WHAT YOU SHOULD DO — Can you copy out the material below word for word, leaving out the pictures?

[BEGIN RECORDS FOR THE TASK]

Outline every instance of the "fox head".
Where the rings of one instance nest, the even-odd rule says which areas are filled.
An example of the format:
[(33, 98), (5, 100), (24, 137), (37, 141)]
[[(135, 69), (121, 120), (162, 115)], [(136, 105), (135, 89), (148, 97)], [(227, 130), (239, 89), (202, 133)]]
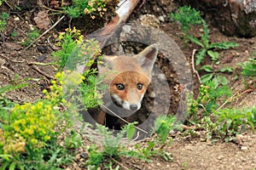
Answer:
[(113, 103), (130, 110), (137, 110), (151, 81), (157, 44), (146, 48), (134, 56), (104, 56), (98, 66)]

[END RECORDS FOR THE TASK]

RESPONSE TO THE EXERCISE —
Outline every instance of the "fox head".
Where the rings of one instance nest, the even-odd rule says which areas are filled.
An example of the format:
[(33, 98), (5, 100), (24, 137), (37, 141)]
[[(135, 69), (121, 120), (162, 115)], [(136, 105), (135, 89), (148, 97)], [(227, 130), (239, 89), (202, 133)]]
Answer:
[(113, 103), (130, 110), (137, 110), (151, 81), (157, 44), (146, 48), (134, 56), (104, 56), (98, 66)]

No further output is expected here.